_SOURCE MATERIAL_:

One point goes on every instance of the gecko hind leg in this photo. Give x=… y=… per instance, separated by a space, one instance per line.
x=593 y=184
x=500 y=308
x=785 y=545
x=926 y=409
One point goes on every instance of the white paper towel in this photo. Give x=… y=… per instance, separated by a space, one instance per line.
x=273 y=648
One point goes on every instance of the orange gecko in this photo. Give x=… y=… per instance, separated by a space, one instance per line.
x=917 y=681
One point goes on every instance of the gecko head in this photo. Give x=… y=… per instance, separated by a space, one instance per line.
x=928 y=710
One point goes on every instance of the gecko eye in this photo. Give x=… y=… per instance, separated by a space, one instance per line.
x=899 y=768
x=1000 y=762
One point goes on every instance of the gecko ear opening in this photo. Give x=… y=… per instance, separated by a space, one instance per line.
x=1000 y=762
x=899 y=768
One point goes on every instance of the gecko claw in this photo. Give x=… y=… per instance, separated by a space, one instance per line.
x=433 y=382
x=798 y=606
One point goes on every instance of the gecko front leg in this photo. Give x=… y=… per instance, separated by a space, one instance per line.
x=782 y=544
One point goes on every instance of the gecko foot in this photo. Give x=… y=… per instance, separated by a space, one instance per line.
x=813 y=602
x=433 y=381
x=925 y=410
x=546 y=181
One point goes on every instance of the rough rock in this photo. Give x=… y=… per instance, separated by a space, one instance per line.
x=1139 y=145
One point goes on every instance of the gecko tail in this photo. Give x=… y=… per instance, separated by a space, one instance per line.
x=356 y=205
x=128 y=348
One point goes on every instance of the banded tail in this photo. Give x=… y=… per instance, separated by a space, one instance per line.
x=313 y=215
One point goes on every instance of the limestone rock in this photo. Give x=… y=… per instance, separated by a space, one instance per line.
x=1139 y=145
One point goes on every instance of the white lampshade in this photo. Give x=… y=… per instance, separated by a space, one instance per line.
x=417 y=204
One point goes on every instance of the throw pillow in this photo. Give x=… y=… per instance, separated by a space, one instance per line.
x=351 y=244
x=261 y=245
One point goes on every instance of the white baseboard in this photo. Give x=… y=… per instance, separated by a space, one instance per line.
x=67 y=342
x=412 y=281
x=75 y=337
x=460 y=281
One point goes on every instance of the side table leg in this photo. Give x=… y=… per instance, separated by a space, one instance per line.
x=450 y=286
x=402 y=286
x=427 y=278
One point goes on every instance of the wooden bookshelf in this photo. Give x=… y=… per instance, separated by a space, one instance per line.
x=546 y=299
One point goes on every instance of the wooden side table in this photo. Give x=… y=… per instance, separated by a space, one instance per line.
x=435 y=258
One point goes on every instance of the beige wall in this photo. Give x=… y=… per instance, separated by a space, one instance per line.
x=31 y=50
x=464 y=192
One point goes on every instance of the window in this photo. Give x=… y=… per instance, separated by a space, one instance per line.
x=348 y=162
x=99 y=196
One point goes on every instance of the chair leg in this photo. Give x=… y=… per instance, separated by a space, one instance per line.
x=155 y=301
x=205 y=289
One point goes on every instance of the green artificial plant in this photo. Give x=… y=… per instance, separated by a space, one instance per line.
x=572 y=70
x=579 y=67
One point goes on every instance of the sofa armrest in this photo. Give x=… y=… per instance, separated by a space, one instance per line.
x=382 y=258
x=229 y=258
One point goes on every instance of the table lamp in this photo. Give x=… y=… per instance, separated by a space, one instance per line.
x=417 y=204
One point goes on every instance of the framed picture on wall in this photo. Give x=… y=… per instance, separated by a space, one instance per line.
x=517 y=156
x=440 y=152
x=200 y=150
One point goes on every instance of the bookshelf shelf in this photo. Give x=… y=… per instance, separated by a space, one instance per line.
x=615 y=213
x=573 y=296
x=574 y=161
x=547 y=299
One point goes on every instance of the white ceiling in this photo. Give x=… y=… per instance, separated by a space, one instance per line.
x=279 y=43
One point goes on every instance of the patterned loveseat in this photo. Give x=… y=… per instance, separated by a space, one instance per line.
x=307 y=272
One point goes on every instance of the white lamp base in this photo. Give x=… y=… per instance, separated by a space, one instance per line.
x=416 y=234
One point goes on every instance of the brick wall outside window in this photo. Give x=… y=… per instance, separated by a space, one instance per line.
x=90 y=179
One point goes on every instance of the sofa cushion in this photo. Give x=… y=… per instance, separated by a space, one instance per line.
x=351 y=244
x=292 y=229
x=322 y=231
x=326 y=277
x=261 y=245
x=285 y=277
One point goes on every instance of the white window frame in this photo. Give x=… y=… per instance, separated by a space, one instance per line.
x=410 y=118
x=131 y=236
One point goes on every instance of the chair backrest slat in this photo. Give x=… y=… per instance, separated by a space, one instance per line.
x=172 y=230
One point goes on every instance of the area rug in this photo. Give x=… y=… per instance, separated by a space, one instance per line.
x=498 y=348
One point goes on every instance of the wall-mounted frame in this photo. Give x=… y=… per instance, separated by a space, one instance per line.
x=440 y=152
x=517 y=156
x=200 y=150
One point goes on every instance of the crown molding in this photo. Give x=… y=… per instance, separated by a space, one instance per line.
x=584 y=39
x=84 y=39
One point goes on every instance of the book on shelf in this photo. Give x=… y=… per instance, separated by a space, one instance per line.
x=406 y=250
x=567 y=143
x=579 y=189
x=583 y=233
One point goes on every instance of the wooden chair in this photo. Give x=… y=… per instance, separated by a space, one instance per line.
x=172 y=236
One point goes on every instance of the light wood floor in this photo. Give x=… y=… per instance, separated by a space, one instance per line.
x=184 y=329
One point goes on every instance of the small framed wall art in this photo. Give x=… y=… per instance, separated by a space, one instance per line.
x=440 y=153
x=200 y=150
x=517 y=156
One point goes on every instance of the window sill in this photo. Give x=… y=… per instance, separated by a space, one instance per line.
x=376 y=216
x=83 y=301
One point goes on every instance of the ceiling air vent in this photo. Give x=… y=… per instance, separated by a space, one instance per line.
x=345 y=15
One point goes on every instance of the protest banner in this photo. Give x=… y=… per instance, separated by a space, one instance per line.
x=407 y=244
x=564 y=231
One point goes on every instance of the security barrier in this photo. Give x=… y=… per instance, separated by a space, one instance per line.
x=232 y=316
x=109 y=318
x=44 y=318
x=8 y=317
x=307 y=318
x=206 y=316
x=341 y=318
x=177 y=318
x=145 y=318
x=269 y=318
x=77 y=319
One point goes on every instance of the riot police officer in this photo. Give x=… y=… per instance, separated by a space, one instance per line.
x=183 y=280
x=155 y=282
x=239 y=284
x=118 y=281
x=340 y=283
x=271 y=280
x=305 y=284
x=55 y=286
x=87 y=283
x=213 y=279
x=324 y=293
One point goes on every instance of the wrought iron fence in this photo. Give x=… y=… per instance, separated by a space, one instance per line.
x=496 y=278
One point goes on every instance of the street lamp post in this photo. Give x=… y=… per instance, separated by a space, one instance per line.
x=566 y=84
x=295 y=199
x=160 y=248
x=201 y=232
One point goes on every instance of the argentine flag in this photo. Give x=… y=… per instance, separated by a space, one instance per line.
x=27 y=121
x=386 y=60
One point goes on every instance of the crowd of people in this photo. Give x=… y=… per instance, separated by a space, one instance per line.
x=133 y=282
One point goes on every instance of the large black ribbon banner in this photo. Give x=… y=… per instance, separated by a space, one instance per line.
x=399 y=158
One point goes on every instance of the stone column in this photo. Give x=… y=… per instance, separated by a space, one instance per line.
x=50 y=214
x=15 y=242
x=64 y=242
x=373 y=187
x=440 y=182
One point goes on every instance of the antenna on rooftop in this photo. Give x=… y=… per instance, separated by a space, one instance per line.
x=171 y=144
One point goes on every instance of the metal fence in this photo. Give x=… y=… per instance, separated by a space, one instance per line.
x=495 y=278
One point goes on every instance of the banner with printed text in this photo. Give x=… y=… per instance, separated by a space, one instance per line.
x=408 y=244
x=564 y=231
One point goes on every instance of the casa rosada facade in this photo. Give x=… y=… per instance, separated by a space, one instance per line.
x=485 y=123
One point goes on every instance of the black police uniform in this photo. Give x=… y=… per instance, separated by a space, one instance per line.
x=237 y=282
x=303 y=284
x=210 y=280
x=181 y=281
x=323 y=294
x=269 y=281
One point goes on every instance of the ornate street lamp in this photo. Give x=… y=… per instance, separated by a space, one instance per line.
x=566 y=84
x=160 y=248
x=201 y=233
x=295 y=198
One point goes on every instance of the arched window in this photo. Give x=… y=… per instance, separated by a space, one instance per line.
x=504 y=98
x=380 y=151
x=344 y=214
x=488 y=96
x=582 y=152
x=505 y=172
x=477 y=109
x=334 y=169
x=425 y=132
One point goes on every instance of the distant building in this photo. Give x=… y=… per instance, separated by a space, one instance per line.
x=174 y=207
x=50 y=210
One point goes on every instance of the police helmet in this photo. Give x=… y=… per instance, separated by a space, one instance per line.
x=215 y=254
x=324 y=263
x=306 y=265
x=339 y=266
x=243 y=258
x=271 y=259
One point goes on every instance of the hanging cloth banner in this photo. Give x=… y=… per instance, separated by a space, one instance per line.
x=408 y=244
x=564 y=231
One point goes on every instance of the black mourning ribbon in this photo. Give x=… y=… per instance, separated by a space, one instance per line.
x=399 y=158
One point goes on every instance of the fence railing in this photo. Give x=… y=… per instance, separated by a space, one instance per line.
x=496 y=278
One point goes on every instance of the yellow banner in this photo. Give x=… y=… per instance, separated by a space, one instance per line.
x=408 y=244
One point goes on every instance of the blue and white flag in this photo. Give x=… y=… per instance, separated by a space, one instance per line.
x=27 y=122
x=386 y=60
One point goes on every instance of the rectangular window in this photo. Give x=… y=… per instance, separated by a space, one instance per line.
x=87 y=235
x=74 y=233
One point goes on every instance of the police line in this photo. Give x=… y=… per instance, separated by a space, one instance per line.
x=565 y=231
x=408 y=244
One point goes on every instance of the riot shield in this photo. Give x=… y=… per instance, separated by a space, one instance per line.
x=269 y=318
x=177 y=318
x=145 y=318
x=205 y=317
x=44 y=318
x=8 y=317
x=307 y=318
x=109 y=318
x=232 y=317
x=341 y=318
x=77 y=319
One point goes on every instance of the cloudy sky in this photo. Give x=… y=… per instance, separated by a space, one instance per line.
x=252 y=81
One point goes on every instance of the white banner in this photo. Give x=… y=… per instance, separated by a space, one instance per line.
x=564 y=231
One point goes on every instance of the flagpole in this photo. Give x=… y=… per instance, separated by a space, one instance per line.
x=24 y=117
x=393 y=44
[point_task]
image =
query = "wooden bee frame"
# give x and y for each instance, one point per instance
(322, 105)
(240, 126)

_EXERCISE BRIEF_:
Provide an exact transcript of the lines from the one that holds "One point goes on every instance of the police line" through the final line of the data above.

_SOLUTION TO THIS EXERCISE_:
One point goes on every instance of the police line in this photo. Give x=… y=… per instance, separated by a space, one instance per line.
x=565 y=231
x=408 y=244
One point goes on every instance of the riot shield in this photo. Give x=… y=… per instance, separated by a space, one instance per line.
x=269 y=318
x=177 y=318
x=145 y=318
x=205 y=317
x=44 y=318
x=8 y=317
x=307 y=318
x=109 y=318
x=232 y=317
x=341 y=318
x=77 y=319
One point goes on every instance of the cloudy sky in this photo. Give x=… y=… per instance, separated by a space, one instance per line.
x=252 y=81
One point goes on every instance of the white banner in this photo. Give x=… y=… per instance, separated by a space, one instance per line.
x=564 y=231
One point goes on every instance of the flagpole in this photo. Give x=… y=… per instance, separated by a space, one instance per line.
x=24 y=117
x=393 y=44
[point_task]
image =
query = "wooden bee frame"
# give x and y for each instance, one point per instance
(322, 105)
(240, 126)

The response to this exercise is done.